Give the data below again exactly, and drop each picture from it.
=-=-=
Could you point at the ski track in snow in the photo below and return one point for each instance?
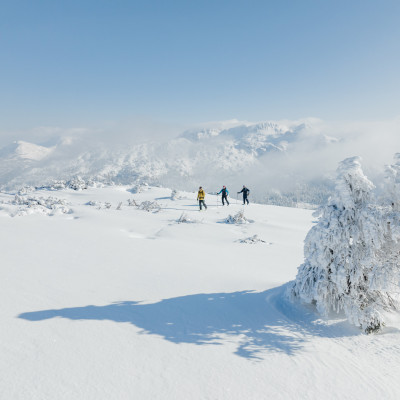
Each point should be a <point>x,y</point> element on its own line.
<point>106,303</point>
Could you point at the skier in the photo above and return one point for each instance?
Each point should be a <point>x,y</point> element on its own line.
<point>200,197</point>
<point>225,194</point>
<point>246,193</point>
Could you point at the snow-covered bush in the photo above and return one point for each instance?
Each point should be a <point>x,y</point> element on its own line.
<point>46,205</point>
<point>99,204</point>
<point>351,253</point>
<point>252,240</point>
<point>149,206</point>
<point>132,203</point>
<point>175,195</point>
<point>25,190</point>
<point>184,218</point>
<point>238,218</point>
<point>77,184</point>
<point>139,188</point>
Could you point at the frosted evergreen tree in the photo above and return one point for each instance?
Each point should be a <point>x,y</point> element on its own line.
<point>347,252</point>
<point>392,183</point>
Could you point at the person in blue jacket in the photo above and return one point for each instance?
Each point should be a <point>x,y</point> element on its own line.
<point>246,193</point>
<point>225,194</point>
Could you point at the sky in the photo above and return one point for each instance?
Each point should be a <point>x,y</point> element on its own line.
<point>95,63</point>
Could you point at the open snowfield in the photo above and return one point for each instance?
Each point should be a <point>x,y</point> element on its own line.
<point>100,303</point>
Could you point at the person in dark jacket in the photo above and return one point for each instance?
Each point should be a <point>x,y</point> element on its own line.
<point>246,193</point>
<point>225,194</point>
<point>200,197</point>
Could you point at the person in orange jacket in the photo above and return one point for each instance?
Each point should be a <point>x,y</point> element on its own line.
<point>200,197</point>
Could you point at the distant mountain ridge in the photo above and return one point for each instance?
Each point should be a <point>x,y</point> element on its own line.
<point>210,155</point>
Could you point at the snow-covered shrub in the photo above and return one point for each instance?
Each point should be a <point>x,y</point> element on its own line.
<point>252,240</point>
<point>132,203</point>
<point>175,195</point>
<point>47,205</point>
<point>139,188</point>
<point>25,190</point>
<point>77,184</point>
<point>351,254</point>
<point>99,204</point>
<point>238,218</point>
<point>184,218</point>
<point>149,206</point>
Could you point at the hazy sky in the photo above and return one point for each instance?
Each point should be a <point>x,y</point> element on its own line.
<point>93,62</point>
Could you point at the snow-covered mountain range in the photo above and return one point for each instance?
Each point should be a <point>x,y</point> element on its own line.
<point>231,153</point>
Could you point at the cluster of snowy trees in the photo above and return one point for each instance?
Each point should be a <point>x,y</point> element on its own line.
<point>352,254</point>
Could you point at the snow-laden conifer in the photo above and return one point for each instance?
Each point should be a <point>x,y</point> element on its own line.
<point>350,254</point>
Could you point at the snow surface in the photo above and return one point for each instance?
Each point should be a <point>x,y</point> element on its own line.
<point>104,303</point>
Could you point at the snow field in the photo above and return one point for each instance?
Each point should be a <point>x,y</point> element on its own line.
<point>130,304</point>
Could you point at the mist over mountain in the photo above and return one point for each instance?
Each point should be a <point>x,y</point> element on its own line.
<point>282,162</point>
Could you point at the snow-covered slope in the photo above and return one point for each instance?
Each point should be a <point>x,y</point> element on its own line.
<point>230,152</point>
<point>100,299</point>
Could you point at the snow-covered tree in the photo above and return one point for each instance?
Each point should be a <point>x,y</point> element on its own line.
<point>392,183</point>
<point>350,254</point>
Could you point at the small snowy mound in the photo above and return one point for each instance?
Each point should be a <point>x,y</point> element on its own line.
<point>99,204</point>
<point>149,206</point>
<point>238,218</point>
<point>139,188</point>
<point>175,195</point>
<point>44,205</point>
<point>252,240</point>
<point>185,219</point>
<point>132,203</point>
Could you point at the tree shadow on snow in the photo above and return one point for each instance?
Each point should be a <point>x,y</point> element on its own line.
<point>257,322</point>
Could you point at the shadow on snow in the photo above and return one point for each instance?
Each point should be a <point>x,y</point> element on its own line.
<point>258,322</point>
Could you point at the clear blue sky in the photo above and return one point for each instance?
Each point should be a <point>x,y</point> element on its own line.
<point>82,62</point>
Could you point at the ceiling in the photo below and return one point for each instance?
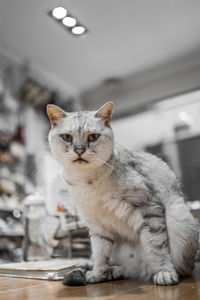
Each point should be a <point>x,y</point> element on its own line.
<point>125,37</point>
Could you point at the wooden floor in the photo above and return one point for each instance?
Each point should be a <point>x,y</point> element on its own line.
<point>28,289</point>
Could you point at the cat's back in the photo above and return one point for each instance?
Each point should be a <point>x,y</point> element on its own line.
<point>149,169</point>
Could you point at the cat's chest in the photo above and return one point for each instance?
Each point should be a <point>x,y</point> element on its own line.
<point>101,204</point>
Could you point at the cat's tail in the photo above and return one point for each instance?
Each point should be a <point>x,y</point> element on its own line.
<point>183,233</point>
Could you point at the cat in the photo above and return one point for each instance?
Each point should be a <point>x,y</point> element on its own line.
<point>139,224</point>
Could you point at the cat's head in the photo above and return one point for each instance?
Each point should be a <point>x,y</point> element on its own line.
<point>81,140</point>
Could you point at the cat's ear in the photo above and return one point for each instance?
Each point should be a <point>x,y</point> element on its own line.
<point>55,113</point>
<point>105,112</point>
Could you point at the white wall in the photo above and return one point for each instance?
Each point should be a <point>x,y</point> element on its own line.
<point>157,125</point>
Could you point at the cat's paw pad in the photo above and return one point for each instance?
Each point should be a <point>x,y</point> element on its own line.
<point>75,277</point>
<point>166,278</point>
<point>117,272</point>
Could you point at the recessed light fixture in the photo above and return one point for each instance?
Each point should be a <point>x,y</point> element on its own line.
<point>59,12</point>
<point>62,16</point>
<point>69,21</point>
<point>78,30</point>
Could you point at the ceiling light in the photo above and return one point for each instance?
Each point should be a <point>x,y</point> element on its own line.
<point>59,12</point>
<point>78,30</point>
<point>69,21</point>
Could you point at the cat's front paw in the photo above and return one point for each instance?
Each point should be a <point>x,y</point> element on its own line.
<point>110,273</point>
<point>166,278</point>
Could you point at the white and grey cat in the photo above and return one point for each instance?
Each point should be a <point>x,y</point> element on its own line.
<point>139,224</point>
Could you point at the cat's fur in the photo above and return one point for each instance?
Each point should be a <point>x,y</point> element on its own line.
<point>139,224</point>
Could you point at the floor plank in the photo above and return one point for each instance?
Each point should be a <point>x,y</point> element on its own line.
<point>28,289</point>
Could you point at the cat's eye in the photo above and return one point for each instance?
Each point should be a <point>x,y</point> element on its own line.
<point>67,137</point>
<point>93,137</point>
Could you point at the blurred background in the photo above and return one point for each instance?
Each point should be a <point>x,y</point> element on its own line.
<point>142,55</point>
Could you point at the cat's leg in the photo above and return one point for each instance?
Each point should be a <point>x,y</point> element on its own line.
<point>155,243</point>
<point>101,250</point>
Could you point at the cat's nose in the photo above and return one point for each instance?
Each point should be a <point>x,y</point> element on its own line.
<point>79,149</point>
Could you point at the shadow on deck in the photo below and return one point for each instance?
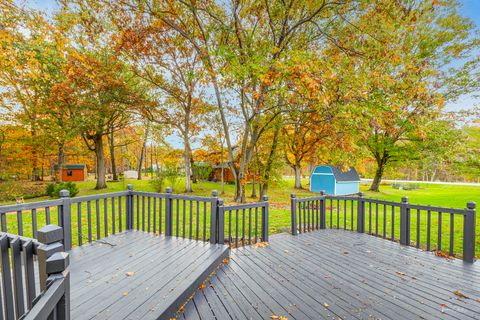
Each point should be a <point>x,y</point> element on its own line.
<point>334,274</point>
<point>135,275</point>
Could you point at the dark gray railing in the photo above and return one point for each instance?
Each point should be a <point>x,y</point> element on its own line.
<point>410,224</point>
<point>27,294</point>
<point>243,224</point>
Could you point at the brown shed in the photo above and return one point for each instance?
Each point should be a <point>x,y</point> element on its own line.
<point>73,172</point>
=-=-=
| TASK SOLUTION |
Could you point at the ski track in snow in the photo below and return one point for each instance?
Each point should be a <point>x,y</point> element on its own line.
<point>106,303</point>
Could you point at the skier in the photo above and return one point for each instance?
Each point should be a <point>x,y</point> element on its own line.
<point>200,197</point>
<point>225,194</point>
<point>246,193</point>
Could you point at the snow-covered bush in the photo above and return one point for each instance?
Each point should be a <point>x,y</point> element on its own line.
<point>46,205</point>
<point>99,204</point>
<point>351,253</point>
<point>252,240</point>
<point>149,206</point>
<point>132,203</point>
<point>175,195</point>
<point>25,190</point>
<point>184,218</point>
<point>238,218</point>
<point>77,184</point>
<point>139,188</point>
Could you point at the frosted evergreen tree in the photo above and return one point for each instance?
Each point should be a <point>x,y</point> element on its own line.
<point>347,252</point>
<point>392,183</point>
Could you point at the person in blue jacket in the photo above and return one point for each instance?
Each point should be a <point>x,y</point> element on its own line.
<point>246,193</point>
<point>225,194</point>
Could you point at the sky in the photo above and return one point for each instance?
Each point should be a <point>x,y</point> element on its own line.
<point>95,63</point>
Could you point at the open snowfield in the photo above and return one point for each instance?
Each point should be a <point>x,y</point> element on its own line.
<point>100,303</point>
Could you point at the person in dark jacket in the photo above and return one point for each instance?
Each point should be a <point>x,y</point> element on its own line.
<point>246,193</point>
<point>225,194</point>
<point>200,197</point>
Could you point at the person in orange jacket in the photo above and return one point for each instance?
Each point should be a <point>x,y</point> element on its own line.
<point>200,197</point>
Could you point at the distant mountain ridge in the photo above and return one point for each instance?
Each point should be a <point>x,y</point> element on its own line.
<point>210,155</point>
Could you point at the snow-covered shrub in the photo above and return one point for each instance?
Each point should be a <point>x,y</point> element on its own line.
<point>252,240</point>
<point>132,203</point>
<point>175,195</point>
<point>47,205</point>
<point>139,188</point>
<point>25,190</point>
<point>77,184</point>
<point>351,254</point>
<point>99,204</point>
<point>238,218</point>
<point>184,218</point>
<point>149,206</point>
Could you point at the hazy sky in the photo above and return one point for each instance?
Each point should be a <point>x,y</point> element on its own line.
<point>93,62</point>
Could you point at the snow-covered mountain range in the photo above and return one point for each instance?
Each point should be a <point>x,y</point> element on its own line.
<point>231,153</point>
Could you point at the cluster of snowy trees in the photo above and return one point for each instance?
Each point should be a <point>x,y</point> element on its own line.
<point>352,254</point>
Could you point at the snow-laden conifer in the photo above and return one point for each instance?
Each point should be a <point>x,y</point> element on its own line.
<point>350,254</point>
Could you point at the snow surface in the photo above and return one point for each instance?
Each point should be a <point>x,y</point> element on its own line.
<point>104,303</point>
Could you point at the snow field in the photo above and return one point for each instance?
Each point should be a <point>x,y</point> element on its own line.
<point>130,304</point>
Could you point at the mist over mountain in the photo above and return one point for each instance?
Each point should be a <point>x,y</point> element on its own line.
<point>282,162</point>
Could you point at the snow-covered slope in the photo above and return one point for each instance?
Each point should be a <point>x,y</point> element on its own line.
<point>230,152</point>
<point>100,299</point>
Could you point at the snow-covered tree in the photo above and return one point for each instance?
Each point should be a <point>x,y</point> element on its own line.
<point>392,183</point>
<point>350,254</point>
Could you point at the small snowy mound in the photo above and return one point for each instance?
Each point should be a <point>x,y</point> element on its own line.
<point>99,204</point>
<point>149,206</point>
<point>238,218</point>
<point>139,188</point>
<point>175,195</point>
<point>44,205</point>
<point>252,240</point>
<point>185,219</point>
<point>132,203</point>
Could you point at the tree shadow on snow in the photo above and return one point for each instance?
Each point should be a <point>x,y</point> element on its own line.
<point>257,322</point>
Could you point at the shadow on snow in the photo above and return one point for each instance?
Each point should be a <point>x,y</point> element on its own line.
<point>258,322</point>
Could you point at the clear blue sky in the photo above and return one point for each instance?
Each point should be a <point>x,y</point> element on its own line.
<point>82,62</point>
Could you point at the ceiling in the photo below and return one point for each instance?
Each point should be a <point>x,y</point> element on its own line.
<point>125,37</point>
Could you point at the wooden floor in the photo above and return one point for each instance?
Each point should be a <point>x,y</point> element on its own line.
<point>28,289</point>
Could you point at the cat's back in the photo above and return one point for each instance?
Each point should be a <point>x,y</point> element on its own line.
<point>149,169</point>
Could you point at the cat's chest in the photo above and return one point for each instance?
Each point should be a <point>x,y</point> element on its own line.
<point>101,204</point>
Could you point at the cat's tail in the photo above and return one point for each instance?
Each point should be a <point>x,y</point> element on its own line.
<point>183,233</point>
Could you point at the cat in the photo above and return one point for each instance?
Each point should be a <point>x,y</point> element on its own line.
<point>139,224</point>
Could you point at the cat's head in the photo above and return one point for each instance?
Each point should be a <point>x,y</point> element on its own line.
<point>81,140</point>
Could you point at the cat's ear in the photo above and return one point for each instance?
Each point should be a <point>x,y</point> element on its own line.
<point>55,113</point>
<point>105,112</point>
Could you point at the white wall in the photo above and return one point for each instance?
Each point should be a <point>x,y</point> element on its own line.
<point>157,125</point>
Could you point at the cat's paw pad in the photo above and return one point for each instance?
Each point should be a <point>x,y</point> element on its own line.
<point>75,277</point>
<point>166,278</point>
<point>117,272</point>
Could you point at the recessed light fixture in the photo above and return one point for each instance?
Each point should be a <point>x,y</point> element on its own line.
<point>59,12</point>
<point>62,16</point>
<point>69,21</point>
<point>78,30</point>
Could you point at the ceiling light in the photo above and return one point for each instance?
Each point should be a <point>x,y</point> element on its own line.
<point>59,12</point>
<point>78,30</point>
<point>69,21</point>
Could you point at the cat's front paw in the photo above and return one point for each instance?
Each point should be a <point>x,y</point> element on its own line.
<point>110,273</point>
<point>166,278</point>
Could you point at the white and grey cat in the photo above and return one point for each instance?
Each point should be a <point>x,y</point> element on its own line.
<point>139,224</point>
Could you point at the cat's fur in the photo above and return one point for each instance?
Each point should be a <point>x,y</point> element on its own line.
<point>139,224</point>
Could you point at the floor plank in the photo above and return one point for each instance?
Each point should be a <point>x,y</point> element on its own line.
<point>28,289</point>
Could you point at the cat's eye in the photo above and return one point for each instance?
Each point should be a <point>x,y</point> element on its own line.
<point>67,137</point>
<point>93,137</point>
Could you point at the blurred background in the photo above and return one point for each instance?
Each point should be a <point>x,y</point> element on its own line.
<point>142,55</point>
Could you point at the cat's leg in the photo above and return one point for each instance?
Each point should be a <point>x,y</point> element on its own line.
<point>155,243</point>
<point>101,250</point>
Could you point at the cat's nose in the photo above and return one point for each instance?
Each point should be a <point>x,y</point> element on its own line.
<point>79,149</point>
Could you point at the shadow on deck in the photo below and return one point for each instance?
Each point should be a <point>x,y</point> element on its own line.
<point>334,274</point>
<point>135,275</point>
Could you point at the dark gray railing in the photo above and return one point for each instance?
Each point should be a <point>x,y</point> element on its own line.
<point>410,224</point>
<point>27,294</point>
<point>243,224</point>
Could you point at the brown shed in the photo above and return one point for each instance?
Each point should be a <point>x,y</point> element on its own line.
<point>73,172</point>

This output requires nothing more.